## Supplied data

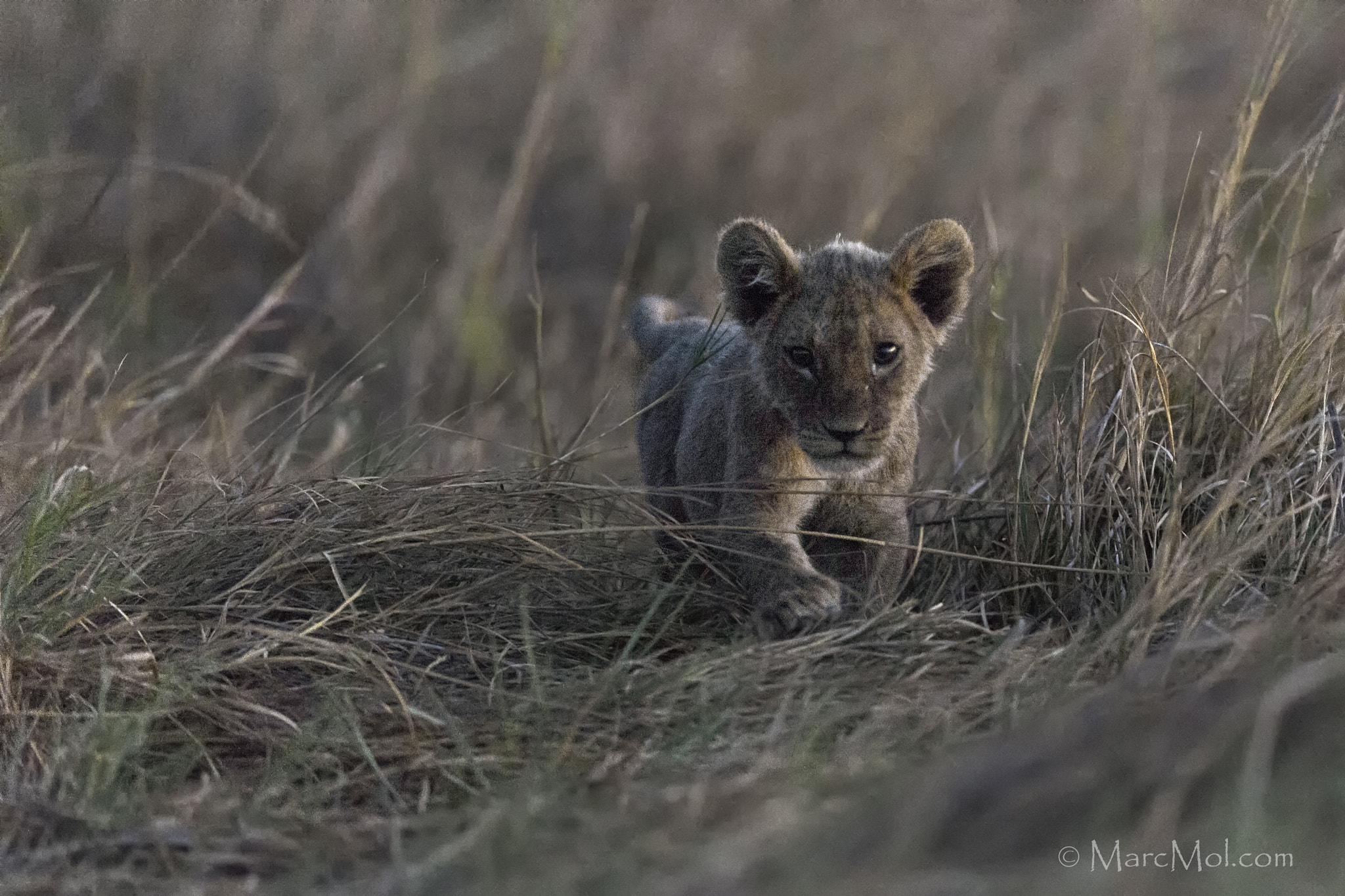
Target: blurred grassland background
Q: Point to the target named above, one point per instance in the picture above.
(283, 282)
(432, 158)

--

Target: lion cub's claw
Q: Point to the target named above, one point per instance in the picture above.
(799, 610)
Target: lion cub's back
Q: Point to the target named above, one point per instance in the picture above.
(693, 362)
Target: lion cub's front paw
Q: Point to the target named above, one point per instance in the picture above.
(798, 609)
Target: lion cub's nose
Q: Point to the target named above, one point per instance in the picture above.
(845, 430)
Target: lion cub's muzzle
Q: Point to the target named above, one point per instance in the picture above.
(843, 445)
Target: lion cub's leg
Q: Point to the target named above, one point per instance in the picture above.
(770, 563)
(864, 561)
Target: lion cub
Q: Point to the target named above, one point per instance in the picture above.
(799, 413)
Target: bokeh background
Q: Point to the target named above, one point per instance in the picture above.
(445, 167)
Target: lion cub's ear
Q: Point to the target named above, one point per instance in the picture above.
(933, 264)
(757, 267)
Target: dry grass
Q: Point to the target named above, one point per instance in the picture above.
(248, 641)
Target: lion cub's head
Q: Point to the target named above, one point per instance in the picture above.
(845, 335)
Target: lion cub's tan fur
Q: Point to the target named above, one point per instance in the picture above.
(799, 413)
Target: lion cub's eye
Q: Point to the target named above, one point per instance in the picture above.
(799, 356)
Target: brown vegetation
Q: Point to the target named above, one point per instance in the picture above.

## Given exercise
Which lines in the data above contain the word "background"? Copy out each of those lines in full.

## Exercise result
Target: blurred grassland background
Target: bokeh background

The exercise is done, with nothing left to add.